[Data — start]
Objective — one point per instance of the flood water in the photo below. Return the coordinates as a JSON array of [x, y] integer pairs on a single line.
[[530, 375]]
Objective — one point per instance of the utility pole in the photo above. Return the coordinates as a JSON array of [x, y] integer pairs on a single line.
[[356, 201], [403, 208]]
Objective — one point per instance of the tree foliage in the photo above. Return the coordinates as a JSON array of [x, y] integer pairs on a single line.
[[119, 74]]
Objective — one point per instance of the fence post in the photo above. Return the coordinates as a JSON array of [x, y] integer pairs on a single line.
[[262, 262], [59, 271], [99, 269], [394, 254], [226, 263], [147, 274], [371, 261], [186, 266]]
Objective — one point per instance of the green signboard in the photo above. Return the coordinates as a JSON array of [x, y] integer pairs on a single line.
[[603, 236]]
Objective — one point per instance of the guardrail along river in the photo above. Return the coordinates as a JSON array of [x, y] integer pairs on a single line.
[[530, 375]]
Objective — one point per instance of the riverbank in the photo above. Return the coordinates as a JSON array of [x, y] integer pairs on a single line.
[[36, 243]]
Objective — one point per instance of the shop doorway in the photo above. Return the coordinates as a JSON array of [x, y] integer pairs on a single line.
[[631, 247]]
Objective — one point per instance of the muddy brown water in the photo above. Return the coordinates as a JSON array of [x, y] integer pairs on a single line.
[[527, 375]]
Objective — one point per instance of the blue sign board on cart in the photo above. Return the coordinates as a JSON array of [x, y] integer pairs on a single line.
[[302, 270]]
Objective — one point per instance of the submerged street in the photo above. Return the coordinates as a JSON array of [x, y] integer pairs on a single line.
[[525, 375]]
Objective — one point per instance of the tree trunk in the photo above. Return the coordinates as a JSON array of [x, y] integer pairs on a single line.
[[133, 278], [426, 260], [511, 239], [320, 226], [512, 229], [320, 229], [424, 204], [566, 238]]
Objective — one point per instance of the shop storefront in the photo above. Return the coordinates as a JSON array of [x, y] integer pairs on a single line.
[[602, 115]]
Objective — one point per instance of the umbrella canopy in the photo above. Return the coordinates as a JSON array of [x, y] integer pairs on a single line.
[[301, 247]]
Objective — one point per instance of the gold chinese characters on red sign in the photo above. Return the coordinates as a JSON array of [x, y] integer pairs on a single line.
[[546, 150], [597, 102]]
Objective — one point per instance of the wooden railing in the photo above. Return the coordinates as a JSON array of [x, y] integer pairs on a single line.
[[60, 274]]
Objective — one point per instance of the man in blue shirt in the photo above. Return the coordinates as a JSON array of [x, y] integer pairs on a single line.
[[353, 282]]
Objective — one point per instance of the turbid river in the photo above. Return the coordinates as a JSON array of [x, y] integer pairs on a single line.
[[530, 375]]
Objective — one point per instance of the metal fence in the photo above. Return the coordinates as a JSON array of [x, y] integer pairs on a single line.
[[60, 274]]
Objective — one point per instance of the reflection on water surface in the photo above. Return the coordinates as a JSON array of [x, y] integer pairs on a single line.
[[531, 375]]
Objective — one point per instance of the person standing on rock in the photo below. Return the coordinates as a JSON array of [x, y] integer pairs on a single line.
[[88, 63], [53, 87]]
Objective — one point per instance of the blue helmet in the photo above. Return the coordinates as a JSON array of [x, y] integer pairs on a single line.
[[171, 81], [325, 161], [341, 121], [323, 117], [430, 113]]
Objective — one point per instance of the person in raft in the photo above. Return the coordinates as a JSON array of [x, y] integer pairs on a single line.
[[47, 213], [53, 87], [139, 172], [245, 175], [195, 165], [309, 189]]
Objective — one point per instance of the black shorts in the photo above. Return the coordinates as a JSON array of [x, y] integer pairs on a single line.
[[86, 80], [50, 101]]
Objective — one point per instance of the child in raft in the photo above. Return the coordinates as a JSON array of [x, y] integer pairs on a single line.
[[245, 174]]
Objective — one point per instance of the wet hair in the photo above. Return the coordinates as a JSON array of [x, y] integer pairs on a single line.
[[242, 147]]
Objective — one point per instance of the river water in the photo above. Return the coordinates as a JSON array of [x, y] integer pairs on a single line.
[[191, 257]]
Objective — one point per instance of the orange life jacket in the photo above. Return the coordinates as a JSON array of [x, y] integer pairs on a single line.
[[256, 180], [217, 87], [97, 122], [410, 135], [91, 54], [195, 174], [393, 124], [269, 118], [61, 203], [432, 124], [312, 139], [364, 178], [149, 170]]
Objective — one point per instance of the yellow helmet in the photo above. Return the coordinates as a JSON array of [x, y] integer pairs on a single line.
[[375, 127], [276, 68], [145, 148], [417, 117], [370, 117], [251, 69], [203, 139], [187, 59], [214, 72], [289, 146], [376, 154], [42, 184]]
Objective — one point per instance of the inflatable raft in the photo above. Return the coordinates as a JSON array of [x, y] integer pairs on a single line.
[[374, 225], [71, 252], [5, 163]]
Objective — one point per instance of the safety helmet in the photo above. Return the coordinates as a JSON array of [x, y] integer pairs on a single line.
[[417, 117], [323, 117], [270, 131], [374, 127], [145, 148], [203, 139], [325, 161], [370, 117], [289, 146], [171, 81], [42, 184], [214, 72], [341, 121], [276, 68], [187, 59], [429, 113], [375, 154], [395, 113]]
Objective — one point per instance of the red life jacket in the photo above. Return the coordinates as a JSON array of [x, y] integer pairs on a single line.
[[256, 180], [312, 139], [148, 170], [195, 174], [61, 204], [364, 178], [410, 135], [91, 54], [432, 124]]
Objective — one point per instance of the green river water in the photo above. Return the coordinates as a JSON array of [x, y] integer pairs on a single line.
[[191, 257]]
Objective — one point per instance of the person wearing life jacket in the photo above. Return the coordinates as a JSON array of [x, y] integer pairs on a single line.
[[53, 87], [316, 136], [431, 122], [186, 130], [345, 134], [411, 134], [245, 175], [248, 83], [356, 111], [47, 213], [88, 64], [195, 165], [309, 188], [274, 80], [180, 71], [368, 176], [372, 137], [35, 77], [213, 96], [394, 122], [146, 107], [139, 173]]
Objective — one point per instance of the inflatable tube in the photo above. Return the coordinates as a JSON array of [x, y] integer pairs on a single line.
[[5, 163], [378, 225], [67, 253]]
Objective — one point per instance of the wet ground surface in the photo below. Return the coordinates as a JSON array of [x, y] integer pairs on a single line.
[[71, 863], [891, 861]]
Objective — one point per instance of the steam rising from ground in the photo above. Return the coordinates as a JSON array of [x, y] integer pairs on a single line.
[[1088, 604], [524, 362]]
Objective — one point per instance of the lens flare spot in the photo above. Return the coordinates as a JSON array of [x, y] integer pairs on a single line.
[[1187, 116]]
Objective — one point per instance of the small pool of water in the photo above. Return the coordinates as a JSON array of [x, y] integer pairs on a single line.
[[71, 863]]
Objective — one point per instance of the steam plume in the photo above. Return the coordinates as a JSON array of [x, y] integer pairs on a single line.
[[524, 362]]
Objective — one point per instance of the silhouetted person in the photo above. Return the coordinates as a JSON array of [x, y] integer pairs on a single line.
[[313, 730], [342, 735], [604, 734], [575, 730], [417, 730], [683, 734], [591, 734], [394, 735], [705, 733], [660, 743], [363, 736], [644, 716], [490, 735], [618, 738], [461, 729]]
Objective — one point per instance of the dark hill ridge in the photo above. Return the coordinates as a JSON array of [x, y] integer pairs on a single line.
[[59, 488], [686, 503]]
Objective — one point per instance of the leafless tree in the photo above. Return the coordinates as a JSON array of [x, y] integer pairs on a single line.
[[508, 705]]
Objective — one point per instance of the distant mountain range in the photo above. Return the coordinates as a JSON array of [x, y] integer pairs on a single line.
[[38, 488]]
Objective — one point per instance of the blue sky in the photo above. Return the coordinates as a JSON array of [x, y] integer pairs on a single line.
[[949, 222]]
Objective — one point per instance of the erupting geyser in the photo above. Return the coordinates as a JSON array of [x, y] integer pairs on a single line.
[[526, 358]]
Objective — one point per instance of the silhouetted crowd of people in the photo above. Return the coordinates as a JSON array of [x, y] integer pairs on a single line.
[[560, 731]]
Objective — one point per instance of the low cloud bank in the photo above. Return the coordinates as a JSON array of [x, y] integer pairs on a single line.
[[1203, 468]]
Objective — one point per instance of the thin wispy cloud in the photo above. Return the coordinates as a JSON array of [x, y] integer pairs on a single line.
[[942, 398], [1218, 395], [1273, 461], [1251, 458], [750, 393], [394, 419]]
[Data — finish]
* **Task requirements**
Only the lines from the one containing "Objective — one point per instance of the distant" through the end of the listing belong in the response, each reproduced exactly.

* **Your solution**
Objective — one point per instance of the distant mountain range in the photo above. Return the coordinates as a JSON array of [x, y] integer pairs on a single line.
[[38, 488]]
Objective — one point per instance of the blue sky in the photo above. Return the coordinates as a JSON array of [x, y] integer pairs on a single line.
[[949, 222]]
Objective — one point per instance of the erupting geyser in the photo above. Return the coordinates as a JSON array of [x, y] integer pairs on a single line.
[[526, 358]]
Objective — one point per instance of the silhouetted crowd of people in the photo above. Return the coordinates as a JSON array of [x, y] integer pairs on a single line.
[[560, 731]]
Objective — one point per instance of the low cloud bank in the photo above. Return the coordinates as a JSON array of [x, y] integer pairs on a single line.
[[1203, 468]]
Objective — one point per instance of the thin wispy cloud in the photo above. Return the coordinates as a JSON array of [x, y] integer pairs on a single line.
[[942, 398], [1218, 395], [1273, 461], [1251, 458], [750, 393], [394, 419]]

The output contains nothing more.